[Location labeling records]
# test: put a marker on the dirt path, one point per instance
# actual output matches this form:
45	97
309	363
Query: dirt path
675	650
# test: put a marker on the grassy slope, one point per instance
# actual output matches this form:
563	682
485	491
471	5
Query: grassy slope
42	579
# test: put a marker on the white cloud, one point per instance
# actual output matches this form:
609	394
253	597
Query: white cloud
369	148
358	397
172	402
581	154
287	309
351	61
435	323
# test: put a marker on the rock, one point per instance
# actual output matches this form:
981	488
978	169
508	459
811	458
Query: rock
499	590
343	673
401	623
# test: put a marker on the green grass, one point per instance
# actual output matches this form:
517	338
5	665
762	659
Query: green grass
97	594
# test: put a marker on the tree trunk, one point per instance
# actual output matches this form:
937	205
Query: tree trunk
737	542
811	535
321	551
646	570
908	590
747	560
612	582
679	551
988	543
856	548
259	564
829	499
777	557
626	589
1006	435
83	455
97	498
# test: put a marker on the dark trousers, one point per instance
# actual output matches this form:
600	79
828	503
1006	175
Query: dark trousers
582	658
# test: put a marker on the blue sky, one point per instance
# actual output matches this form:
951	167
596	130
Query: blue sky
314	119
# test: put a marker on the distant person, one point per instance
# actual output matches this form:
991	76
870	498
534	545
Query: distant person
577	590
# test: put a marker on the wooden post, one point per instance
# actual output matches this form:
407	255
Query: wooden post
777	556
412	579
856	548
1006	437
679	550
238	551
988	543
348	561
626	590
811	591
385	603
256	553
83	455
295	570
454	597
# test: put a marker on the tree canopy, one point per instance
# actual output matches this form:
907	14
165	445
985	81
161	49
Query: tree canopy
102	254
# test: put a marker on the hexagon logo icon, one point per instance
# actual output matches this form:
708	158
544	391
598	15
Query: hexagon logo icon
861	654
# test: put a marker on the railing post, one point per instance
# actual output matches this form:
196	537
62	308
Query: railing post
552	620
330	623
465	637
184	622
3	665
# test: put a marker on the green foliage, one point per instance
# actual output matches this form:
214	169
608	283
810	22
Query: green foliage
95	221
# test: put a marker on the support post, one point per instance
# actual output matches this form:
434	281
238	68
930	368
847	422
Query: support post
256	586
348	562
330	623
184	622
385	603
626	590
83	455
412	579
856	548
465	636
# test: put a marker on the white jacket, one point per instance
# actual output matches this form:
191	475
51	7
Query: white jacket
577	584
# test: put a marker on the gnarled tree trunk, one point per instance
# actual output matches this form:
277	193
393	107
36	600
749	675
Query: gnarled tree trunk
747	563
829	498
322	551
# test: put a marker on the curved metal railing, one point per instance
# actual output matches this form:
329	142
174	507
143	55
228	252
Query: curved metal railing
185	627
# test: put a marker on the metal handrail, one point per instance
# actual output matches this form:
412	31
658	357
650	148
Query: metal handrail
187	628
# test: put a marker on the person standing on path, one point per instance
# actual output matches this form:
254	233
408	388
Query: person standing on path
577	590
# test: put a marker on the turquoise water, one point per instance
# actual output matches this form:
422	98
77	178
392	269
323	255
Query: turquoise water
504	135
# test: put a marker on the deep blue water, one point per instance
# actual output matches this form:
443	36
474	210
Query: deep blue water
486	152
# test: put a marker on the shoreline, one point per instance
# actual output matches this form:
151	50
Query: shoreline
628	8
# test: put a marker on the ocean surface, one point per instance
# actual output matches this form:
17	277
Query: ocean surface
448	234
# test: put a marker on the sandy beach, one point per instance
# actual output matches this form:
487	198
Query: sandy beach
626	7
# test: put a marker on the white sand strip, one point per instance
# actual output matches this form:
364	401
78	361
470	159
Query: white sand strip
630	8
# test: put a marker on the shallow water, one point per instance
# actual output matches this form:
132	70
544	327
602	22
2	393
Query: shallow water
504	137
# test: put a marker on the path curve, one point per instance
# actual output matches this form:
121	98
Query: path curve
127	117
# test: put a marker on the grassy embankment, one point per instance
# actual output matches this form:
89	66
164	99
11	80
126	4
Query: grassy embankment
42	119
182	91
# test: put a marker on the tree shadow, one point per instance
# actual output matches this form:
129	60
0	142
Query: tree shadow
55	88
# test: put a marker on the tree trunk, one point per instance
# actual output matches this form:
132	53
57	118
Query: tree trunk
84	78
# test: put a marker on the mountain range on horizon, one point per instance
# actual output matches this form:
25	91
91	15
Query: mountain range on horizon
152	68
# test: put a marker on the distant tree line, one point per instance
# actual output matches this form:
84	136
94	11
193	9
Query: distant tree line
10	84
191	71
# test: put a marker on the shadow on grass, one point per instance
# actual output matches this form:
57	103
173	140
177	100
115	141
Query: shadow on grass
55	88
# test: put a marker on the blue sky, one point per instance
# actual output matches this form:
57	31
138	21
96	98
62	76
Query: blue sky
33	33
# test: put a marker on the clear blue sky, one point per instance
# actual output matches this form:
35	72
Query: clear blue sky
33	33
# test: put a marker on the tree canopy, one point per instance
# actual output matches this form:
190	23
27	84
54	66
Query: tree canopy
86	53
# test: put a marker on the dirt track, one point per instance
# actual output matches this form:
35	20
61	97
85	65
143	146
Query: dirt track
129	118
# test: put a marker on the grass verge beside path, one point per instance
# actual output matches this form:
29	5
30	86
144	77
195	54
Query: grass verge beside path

Task goal>
Revise the records above so that "put a marker on" reads "place a point on" everywhere, leaving every other line as it is.

Solution for this task>
# test: place a point on the dirt path, one point per instance
# actual output matches this form:
45	97
309	363
Query: dirt path
675	650
# test: place a point on the grassy slope, one point per instance
# actual output matches this form:
563	682
485	491
471	5
Query: grassy slope
42	579
# test: place a point on the white cloud, one point per instance
# actual output matches this form:
609	394
253	597
Query: white cloud
369	148
358	397
172	402
581	154
287	309
351	61
435	323
# test: place a point on the rock, one point per instance
# actual output matches this form:
981	488
978	169
508	459
811	458
Query: rock
499	590
343	673
401	623
# test: place a point on the green grass, one point per instance
# actual output matches this form:
517	338
5	665
762	659
Query: green grass
97	594
# test: place a point on the tree trunk, one point per instance
# actual output matches this form:
937	205
Query: tree trunk
737	542
811	535
321	551
646	570
908	590
747	560
612	582
679	551
988	543
856	548
259	564
829	499
777	557
626	589
1006	435
83	455
97	498
# test: place a point on the dark trousers, one point per instance
# actual output matches this form:
600	79
828	503
1006	175
Query: dark trousers
582	658
# test: place a point on the blue sky, one point per instance
# actual output matches this form:
951	167
596	130
Query: blue sky
314	119
# test: place a point on the distant person, one point per instance
# actual output matches this form:
991	76
870	498
534	545
Query: distant person
577	590
# test: place a point on the wooden post, one point per instance
# actual output matches this form:
407	255
Query: wooden post
777	556
412	579
856	548
1006	437
679	550
238	551
988	543
348	561
626	590
811	591
385	603
256	553
83	455
295	570
454	597
# test: place a point on the tree canopy, one point per instance
# actual output matches this form:
907	14
165	445
985	81
161	49
Query: tree canopy
102	254
# test: place a point on the hexagon logo icon, one point per instance
# actual output matches this form:
708	158
544	391
598	15
Query: hexagon logo icon
861	654
# test: place a point on the railing post, one point per instance
# actual output matches this form:
196	537
62	308
Query: railing post
552	620
330	623
465	637
184	622
3	665
# test: place a point on the green foliage, one point per instance
# actual output matches this form:
214	169
608	283
810	22
Query: green foliage
95	221
# test: place a point on the support post, one point per instance
# actual output matches this form:
434	281
238	68
930	368
847	422
Query: support post
256	586
348	562
330	623
184	622
385	603
626	590
83	455
412	579
856	548
465	636
# test: place a point on the white jacket, one point per instance
# actual output matches this form:
191	475
51	7
Query: white jacket
577	584
# test: place a point on the gnarled tree trunk, one point per instance
# actual output matches this form:
277	193
393	107
36	600
749	675
Query: gnarled tree trunk
747	563
829	498
322	551
# test: place a point on the curved metal railing, one point per instance
# actual output matches this form:
329	142
174	507
143	55
228	252
Query: curved metal railing
185	627
# test: place a point on the metal handrail, one point per instance
# actual output matches this form:
412	31
658	357
650	148
Query: metal handrail
187	628
# test: place a point on the person standing on path, one point per instance
# actual output matches this form:
254	233
408	388
Query: person standing on path
577	590
# test: place a point on the turquoise water, one point per instance
# actual output matches this form:
422	98
77	178
392	269
323	255
Query: turquoise water
504	135
# test: place a point on the deep blue water, one point per instance
# actual output matches this form:
443	36
474	210
Query: deep blue water
486	152
# test: place a point on the shoreline, one point per instance
# actual output matches this form:
151	50
Query: shoreline
628	8
# test: place a point on the ocean surface, one point per instance
# actual output matches this form:
17	277
Query: ocean surface
448	234
# test: place a point on the sandy beach, one point per instance
# actual output matches this form:
487	198
Query: sandy beach
626	7
# test: place a point on the white sand strip, one point per instance
# actual output matches this form:
364	401
78	361
470	159
Query: white sand strip
630	8
# test: place a point on the shallow water, one point per instance
# actual output matches this form:
132	70
544	327
602	22
2	393
Query: shallow water
504	137
# test: place a point on the path curve, one point per instance
# actual output matches this form:
121	98
Query: path curve
127	117
# test: place a point on the grassy embankment, one point per instance
# actual output matches this form:
89	66
164	99
11	80
126	4
Query: grassy embankment
42	119
182	91
# test: place a point on the tree shadow, one point per instance
# actual output matches this form:
129	60
0	142
Query: tree shadow
55	88
# test: place a point on the tree trunk, one point per instance
# actual output matches this form:
132	53
57	118
Query: tree trunk
84	78
# test: place a point on the mountain range on horizon, one point per instance
# actual output matches this form:
25	91
91	15
Query: mountain range on horizon
152	68
# test: place a point on the distant tree line, one point per instance
# actual output matches this form:
84	136
94	11
193	9
Query: distant tree line
10	84
191	71
# test: place a point on the shadow on grass, one point per instance
# actual output matches this form:
57	103
173	140
177	100
115	141
Query: shadow on grass
55	88
# test: place a point on the blue sky, one point per instance
# actual output matches this form:
57	31
138	21
96	98
62	76
Query: blue sky
33	33
# test: place a point on the clear blue sky, one point per instance
# actual output matches this form:
35	72
Query: clear blue sky
33	33
# test: place a point on the tree canopy, one point per instance
# actual output matches this form:
190	23
27	84
54	66
Query: tree canopy
86	53
# test: place a point on the dirt track, one point per instance
# actual output matches this form:
35	20
61	97
85	65
143	146
Query: dirt track
129	118
# test: place a point on the grass verge beside path, one point per instance
# actual output matches this form:
29	5
30	86
144	77
195	54
Query: grass verge beside path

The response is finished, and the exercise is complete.